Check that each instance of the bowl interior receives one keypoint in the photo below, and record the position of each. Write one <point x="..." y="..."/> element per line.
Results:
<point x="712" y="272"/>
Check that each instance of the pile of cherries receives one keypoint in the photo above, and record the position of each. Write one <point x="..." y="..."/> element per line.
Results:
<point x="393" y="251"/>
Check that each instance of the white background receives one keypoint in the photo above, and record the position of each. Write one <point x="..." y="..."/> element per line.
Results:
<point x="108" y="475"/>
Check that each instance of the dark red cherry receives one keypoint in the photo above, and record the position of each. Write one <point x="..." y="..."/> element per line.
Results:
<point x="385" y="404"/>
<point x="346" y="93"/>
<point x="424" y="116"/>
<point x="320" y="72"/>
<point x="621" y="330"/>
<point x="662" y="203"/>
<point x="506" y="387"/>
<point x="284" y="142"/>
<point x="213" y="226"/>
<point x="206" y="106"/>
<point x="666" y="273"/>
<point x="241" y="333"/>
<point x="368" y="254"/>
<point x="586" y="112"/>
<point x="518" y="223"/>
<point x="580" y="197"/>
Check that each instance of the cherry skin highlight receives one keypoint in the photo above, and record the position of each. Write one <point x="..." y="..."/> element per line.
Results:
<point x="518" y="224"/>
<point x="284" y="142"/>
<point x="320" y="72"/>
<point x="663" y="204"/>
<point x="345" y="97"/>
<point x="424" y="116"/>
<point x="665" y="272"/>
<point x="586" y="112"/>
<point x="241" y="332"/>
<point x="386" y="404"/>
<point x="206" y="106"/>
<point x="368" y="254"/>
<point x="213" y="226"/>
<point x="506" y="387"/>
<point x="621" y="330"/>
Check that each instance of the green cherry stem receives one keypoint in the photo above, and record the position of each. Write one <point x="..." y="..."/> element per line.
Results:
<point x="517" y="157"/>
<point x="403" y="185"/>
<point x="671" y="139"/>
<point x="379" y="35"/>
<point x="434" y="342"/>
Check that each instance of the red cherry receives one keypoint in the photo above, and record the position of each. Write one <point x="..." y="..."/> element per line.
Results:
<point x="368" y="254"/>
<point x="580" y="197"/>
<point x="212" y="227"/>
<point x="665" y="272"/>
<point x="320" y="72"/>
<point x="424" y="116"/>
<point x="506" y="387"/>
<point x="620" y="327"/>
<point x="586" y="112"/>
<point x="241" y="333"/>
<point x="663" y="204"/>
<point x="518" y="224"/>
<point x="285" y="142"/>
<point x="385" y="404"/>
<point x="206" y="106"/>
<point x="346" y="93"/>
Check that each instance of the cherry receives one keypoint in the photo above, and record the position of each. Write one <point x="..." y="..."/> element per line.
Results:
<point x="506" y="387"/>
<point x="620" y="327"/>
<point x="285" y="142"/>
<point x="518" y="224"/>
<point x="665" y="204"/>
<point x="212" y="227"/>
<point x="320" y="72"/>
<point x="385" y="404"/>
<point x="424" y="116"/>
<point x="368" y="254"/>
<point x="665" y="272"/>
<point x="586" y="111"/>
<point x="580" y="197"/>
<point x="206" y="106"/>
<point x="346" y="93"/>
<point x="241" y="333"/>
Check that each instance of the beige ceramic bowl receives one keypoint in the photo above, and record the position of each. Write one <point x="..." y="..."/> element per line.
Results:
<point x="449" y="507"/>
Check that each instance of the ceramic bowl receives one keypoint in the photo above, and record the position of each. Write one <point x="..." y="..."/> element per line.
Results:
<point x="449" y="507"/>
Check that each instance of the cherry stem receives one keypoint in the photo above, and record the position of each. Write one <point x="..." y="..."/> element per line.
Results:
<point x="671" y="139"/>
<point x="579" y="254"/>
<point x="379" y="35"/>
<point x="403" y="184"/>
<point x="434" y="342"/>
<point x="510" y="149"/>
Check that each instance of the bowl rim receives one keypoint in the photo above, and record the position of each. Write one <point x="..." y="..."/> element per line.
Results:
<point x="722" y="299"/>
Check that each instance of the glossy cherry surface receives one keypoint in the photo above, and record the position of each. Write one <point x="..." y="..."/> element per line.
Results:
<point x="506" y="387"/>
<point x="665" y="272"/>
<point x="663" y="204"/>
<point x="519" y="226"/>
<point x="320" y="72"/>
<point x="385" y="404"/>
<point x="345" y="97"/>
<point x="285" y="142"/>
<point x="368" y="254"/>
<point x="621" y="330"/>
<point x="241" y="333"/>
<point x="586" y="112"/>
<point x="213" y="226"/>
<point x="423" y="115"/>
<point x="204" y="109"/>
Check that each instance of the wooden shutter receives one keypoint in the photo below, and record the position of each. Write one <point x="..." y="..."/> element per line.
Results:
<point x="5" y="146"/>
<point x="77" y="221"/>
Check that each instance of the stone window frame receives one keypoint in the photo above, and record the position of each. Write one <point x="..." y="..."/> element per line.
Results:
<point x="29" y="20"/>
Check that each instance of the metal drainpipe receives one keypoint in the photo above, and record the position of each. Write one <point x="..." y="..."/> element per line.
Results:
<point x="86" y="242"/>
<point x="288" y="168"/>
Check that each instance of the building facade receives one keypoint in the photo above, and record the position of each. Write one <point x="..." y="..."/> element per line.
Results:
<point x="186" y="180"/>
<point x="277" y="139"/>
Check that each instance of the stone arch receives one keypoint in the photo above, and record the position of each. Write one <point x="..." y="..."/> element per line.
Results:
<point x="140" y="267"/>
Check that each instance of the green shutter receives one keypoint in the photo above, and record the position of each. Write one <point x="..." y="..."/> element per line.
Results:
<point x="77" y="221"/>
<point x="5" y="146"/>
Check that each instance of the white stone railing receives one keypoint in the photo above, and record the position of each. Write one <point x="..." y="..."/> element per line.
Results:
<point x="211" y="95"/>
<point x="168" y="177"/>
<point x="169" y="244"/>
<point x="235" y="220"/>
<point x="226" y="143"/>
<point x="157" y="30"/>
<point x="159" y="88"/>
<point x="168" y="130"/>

_Set problem:_ The required output is the span of lines from the one containing "Check that each instance of the metal" to the last line, reproduced character for character.

_Written response:_
Check that each instance of the metal drainpipe receives one keypoint in the photo above, and record the position of each. Write one <point x="..." y="..."/> element per line.
Results:
<point x="86" y="242"/>
<point x="288" y="168"/>
Check that each instance of the building facade receives one keypoint in the photo above, and record the position of each. Write one <point x="..." y="..."/> element per line.
Results:
<point x="186" y="180"/>
<point x="277" y="139"/>
Check that each instance of the stone arch receives one keypoint in the photo above, and record the position of each. Write one <point x="..." y="..."/> element per line.
Results:
<point x="140" y="267"/>
Check that each instance of the green shutter receives one keypoint in the photo above, and record the position of each. Write one <point x="..." y="..."/> element per line.
Results:
<point x="77" y="221"/>
<point x="5" y="146"/>
Check that each instance of the white stone railing receives one keypoint in the photo above, and record the position of each. Write one <point x="..." y="..."/> element per line.
Results:
<point x="211" y="95"/>
<point x="168" y="177"/>
<point x="169" y="244"/>
<point x="235" y="220"/>
<point x="226" y="143"/>
<point x="157" y="30"/>
<point x="159" y="88"/>
<point x="168" y="130"/>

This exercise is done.